What you are asked to do: Reproduce every line of the records below from the line with "Would you mind marking the lantern cluster" through the end of the records, both ends included, multiplying each point coordinate in the answers by 2 and rounding to a whole number, halves up. Leave the pictures out.

(Object position labeling entries)
*****

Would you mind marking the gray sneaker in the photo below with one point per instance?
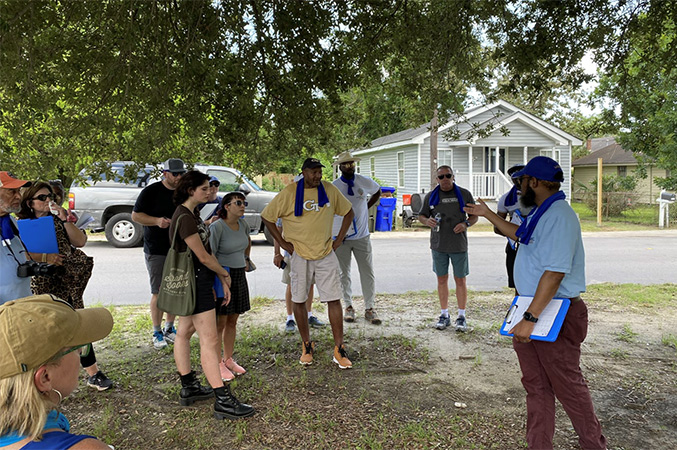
(315, 322)
(443, 322)
(169, 335)
(159, 340)
(461, 324)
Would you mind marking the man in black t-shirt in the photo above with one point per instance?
(153, 209)
(443, 212)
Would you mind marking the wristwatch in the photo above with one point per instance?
(530, 317)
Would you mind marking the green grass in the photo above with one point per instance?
(633, 294)
(626, 334)
(642, 217)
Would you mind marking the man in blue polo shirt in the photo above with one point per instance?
(550, 263)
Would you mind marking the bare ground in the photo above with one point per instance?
(411, 386)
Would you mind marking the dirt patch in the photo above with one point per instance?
(411, 386)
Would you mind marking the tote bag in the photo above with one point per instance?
(177, 289)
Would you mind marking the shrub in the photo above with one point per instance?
(618, 195)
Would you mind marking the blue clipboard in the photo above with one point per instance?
(38, 234)
(549, 321)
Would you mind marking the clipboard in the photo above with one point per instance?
(336, 227)
(549, 321)
(38, 234)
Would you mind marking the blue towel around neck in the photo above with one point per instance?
(350, 182)
(527, 228)
(322, 198)
(435, 197)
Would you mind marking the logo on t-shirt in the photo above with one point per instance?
(312, 205)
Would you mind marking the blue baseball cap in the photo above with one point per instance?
(542, 168)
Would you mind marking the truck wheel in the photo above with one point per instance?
(269, 237)
(122, 232)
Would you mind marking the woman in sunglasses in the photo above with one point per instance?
(192, 233)
(232, 245)
(74, 267)
(39, 368)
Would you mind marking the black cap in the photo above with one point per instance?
(174, 165)
(311, 163)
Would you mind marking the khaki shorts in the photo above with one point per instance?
(324, 273)
(286, 279)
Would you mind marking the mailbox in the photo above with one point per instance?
(668, 196)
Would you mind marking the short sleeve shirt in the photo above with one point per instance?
(156, 200)
(229, 245)
(516, 212)
(445, 240)
(363, 189)
(189, 225)
(310, 233)
(556, 245)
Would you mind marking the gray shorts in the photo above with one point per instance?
(154, 265)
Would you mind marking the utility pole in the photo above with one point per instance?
(433, 151)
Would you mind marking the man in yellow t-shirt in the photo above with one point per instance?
(307, 210)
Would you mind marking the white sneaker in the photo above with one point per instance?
(159, 341)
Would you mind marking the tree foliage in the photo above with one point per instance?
(259, 84)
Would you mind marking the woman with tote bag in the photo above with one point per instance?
(191, 233)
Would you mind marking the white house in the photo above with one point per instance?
(402, 160)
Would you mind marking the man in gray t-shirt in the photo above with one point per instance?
(449, 241)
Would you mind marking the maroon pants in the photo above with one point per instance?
(551, 369)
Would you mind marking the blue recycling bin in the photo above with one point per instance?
(385, 211)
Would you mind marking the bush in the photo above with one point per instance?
(618, 195)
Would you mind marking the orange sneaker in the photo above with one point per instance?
(226, 374)
(341, 357)
(235, 367)
(307, 356)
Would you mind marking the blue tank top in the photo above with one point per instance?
(53, 440)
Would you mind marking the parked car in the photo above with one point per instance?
(110, 201)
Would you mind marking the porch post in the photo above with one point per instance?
(471, 187)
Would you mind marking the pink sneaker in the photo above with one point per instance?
(226, 375)
(235, 367)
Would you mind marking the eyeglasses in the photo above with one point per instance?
(43, 197)
(84, 350)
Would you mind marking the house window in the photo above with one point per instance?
(400, 169)
(553, 153)
(444, 158)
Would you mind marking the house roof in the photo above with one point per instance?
(611, 154)
(419, 134)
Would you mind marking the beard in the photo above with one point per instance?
(528, 197)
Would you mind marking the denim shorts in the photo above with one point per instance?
(459, 261)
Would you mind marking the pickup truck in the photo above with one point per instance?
(110, 201)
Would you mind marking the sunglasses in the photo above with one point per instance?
(43, 197)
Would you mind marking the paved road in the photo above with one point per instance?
(402, 263)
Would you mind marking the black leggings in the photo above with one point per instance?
(90, 359)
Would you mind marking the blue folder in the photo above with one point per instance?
(549, 321)
(38, 234)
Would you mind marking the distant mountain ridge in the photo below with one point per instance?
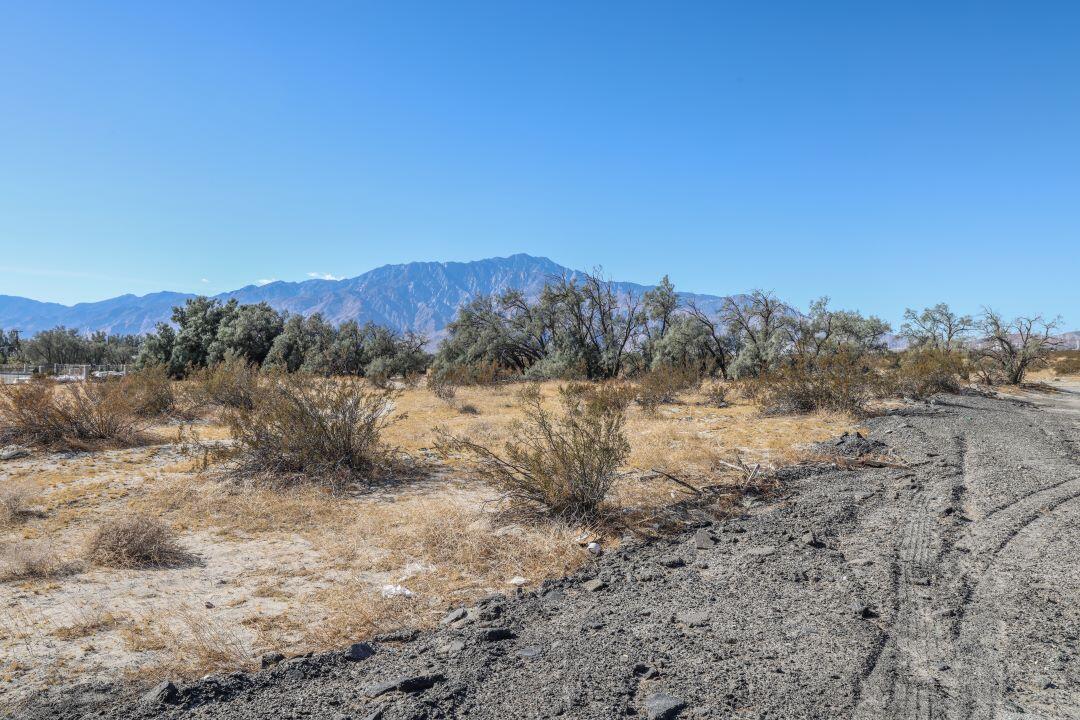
(422, 297)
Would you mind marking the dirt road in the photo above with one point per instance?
(950, 589)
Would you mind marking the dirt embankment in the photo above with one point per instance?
(947, 589)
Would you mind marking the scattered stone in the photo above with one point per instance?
(406, 684)
(661, 706)
(703, 540)
(554, 595)
(864, 611)
(496, 634)
(761, 552)
(692, 617)
(270, 659)
(397, 636)
(359, 651)
(163, 693)
(646, 671)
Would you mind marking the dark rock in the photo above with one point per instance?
(359, 651)
(454, 616)
(703, 540)
(450, 648)
(496, 634)
(594, 585)
(163, 693)
(406, 684)
(660, 706)
(397, 636)
(270, 659)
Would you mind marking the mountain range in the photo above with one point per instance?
(422, 297)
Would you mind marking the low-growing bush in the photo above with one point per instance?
(926, 371)
(301, 428)
(563, 464)
(441, 388)
(716, 394)
(1066, 363)
(32, 560)
(662, 385)
(836, 382)
(135, 541)
(231, 383)
(73, 415)
(150, 391)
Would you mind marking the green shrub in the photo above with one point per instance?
(926, 371)
(232, 383)
(839, 382)
(662, 385)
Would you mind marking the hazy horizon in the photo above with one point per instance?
(888, 157)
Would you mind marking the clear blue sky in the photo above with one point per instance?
(887, 154)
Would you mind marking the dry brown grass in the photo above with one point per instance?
(73, 416)
(135, 541)
(89, 622)
(189, 642)
(315, 559)
(32, 560)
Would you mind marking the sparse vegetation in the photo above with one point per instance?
(562, 464)
(135, 541)
(76, 415)
(1009, 349)
(32, 560)
(306, 429)
(662, 385)
(231, 383)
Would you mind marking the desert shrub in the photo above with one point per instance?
(135, 541)
(662, 385)
(15, 505)
(563, 464)
(150, 391)
(836, 382)
(1067, 363)
(926, 371)
(71, 415)
(32, 560)
(232, 383)
(306, 428)
(441, 388)
(716, 394)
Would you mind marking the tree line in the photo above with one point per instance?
(577, 327)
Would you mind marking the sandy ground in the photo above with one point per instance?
(306, 571)
(945, 585)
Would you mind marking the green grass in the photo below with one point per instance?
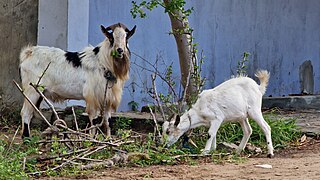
(284, 132)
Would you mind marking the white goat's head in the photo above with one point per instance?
(118, 36)
(170, 130)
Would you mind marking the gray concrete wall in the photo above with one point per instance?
(53, 23)
(279, 34)
(18, 28)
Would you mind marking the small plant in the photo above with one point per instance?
(122, 123)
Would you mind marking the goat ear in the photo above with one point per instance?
(106, 32)
(177, 121)
(130, 33)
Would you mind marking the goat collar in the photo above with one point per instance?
(109, 77)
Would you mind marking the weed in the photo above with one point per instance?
(122, 123)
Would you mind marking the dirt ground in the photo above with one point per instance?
(301, 162)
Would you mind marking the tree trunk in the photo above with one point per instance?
(183, 40)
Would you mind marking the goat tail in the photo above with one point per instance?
(26, 52)
(263, 76)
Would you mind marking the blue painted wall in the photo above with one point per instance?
(279, 34)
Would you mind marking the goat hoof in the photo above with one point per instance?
(205, 152)
(270, 155)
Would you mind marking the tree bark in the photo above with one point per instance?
(183, 40)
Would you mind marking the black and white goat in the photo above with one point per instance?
(78, 75)
(233, 100)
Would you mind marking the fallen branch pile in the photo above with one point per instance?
(64, 146)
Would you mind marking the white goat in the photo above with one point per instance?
(233, 100)
(78, 75)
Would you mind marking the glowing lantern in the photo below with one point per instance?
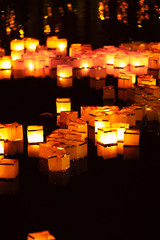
(9, 168)
(2, 52)
(1, 148)
(139, 64)
(124, 81)
(44, 235)
(108, 92)
(131, 137)
(59, 162)
(61, 48)
(31, 44)
(18, 69)
(63, 104)
(35, 134)
(5, 67)
(17, 45)
(146, 80)
(64, 76)
(51, 42)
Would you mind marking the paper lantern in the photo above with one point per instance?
(17, 45)
(107, 136)
(64, 76)
(108, 92)
(63, 104)
(18, 69)
(31, 44)
(124, 81)
(59, 162)
(9, 168)
(5, 67)
(35, 134)
(51, 42)
(106, 151)
(43, 235)
(61, 48)
(131, 137)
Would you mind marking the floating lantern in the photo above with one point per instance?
(63, 104)
(61, 48)
(131, 137)
(108, 92)
(51, 42)
(124, 81)
(9, 168)
(43, 235)
(35, 134)
(31, 44)
(146, 80)
(2, 52)
(59, 162)
(17, 45)
(5, 67)
(64, 76)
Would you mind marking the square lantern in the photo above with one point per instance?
(109, 92)
(61, 48)
(59, 162)
(31, 44)
(9, 168)
(124, 81)
(5, 67)
(18, 69)
(64, 76)
(43, 235)
(145, 80)
(63, 104)
(131, 137)
(139, 64)
(35, 134)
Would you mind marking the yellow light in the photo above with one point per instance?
(35, 134)
(30, 66)
(61, 46)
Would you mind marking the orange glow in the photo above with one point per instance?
(35, 134)
(5, 63)
(107, 136)
(63, 104)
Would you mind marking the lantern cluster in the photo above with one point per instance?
(112, 131)
(11, 143)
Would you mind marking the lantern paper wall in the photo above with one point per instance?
(35, 134)
(17, 45)
(64, 76)
(31, 44)
(43, 235)
(60, 162)
(63, 104)
(9, 168)
(5, 67)
(131, 137)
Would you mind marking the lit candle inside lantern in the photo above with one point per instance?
(51, 42)
(17, 45)
(64, 76)
(35, 134)
(31, 44)
(63, 104)
(5, 67)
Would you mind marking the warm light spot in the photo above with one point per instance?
(61, 46)
(30, 66)
(62, 75)
(6, 65)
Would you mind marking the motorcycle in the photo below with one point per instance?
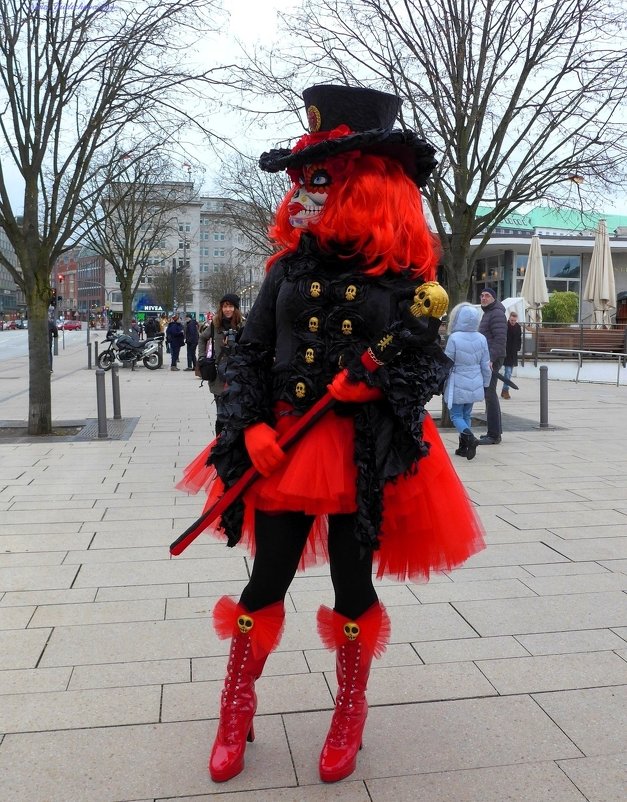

*****

In response:
Would you mind marking the lantern cluster in the photo above with one point per instance?
(224, 262)
(22, 286)
Would you mind marking the lantern paper wall in the photo above with one point per instance?
(70, 268)
(34, 90)
(128, 152)
(62, 88)
(86, 470)
(120, 324)
(126, 208)
(18, 336)
(10, 134)
(262, 274)
Would you mind marking the lit candle inside lantern in the photo above with one point per instance?
(102, 84)
(34, 90)
(128, 152)
(70, 268)
(62, 88)
(126, 208)
(10, 134)
Would you mind marking the warm light spot in the photo above with one point per instance?
(122, 92)
(60, 132)
(124, 150)
(12, 130)
Would you mind marking the motorcycle in the photo below with one point per instance?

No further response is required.